• [Written instruction]: Please repeat the lines of the records below, beginning at the line that contains "notation: point(94, 190)." and stopping after the line that contains "point(608, 188)".

Records from a data gathering
........

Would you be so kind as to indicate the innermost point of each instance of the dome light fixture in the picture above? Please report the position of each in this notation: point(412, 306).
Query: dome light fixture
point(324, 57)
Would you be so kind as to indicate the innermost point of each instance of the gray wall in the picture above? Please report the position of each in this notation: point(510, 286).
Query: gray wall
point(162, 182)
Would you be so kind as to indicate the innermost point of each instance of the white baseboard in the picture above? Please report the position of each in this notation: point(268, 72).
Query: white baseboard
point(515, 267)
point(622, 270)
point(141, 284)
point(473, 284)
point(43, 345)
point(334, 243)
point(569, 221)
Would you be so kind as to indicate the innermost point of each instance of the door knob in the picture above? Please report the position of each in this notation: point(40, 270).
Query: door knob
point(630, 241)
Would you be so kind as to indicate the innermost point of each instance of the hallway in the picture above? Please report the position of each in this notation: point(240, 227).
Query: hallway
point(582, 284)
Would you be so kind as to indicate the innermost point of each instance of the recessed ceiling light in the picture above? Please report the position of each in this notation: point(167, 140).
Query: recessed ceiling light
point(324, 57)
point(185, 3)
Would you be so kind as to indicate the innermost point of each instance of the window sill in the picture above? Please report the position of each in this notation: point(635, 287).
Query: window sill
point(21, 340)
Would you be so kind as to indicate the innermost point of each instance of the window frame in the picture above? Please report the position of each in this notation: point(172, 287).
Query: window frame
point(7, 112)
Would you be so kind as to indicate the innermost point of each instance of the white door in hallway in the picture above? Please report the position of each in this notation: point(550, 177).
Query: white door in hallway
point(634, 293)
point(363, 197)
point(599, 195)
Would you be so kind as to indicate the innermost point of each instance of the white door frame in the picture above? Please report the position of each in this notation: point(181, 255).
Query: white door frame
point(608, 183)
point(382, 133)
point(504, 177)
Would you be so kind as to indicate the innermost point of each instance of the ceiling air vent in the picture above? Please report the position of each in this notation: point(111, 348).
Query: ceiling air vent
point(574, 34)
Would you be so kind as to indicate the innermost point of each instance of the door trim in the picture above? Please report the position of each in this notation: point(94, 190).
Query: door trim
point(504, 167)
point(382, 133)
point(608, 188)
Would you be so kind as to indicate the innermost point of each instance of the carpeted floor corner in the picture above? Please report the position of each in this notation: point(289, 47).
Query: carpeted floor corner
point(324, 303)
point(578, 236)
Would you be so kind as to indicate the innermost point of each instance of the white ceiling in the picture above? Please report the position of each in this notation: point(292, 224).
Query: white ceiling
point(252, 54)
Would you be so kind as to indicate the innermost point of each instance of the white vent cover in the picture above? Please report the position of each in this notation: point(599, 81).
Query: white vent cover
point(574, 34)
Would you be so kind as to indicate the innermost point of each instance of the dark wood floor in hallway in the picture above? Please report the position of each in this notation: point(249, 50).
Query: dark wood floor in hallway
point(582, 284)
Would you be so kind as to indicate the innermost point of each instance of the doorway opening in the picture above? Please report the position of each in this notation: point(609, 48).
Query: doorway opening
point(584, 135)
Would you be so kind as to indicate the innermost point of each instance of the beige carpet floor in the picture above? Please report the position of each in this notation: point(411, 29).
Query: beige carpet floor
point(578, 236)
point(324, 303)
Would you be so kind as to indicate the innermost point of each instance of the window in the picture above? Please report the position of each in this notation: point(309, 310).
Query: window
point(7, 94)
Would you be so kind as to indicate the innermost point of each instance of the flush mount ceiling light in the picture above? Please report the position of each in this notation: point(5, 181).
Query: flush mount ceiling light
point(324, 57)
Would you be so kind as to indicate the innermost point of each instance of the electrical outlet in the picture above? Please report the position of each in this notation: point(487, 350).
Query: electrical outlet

........

• [Full response]:
Would you be so kind as to indicate the innermost point of each instance of the door trim in the picture above? Please report the position of each in this notation: point(94, 190).
Query: door trim
point(504, 167)
point(382, 133)
point(608, 188)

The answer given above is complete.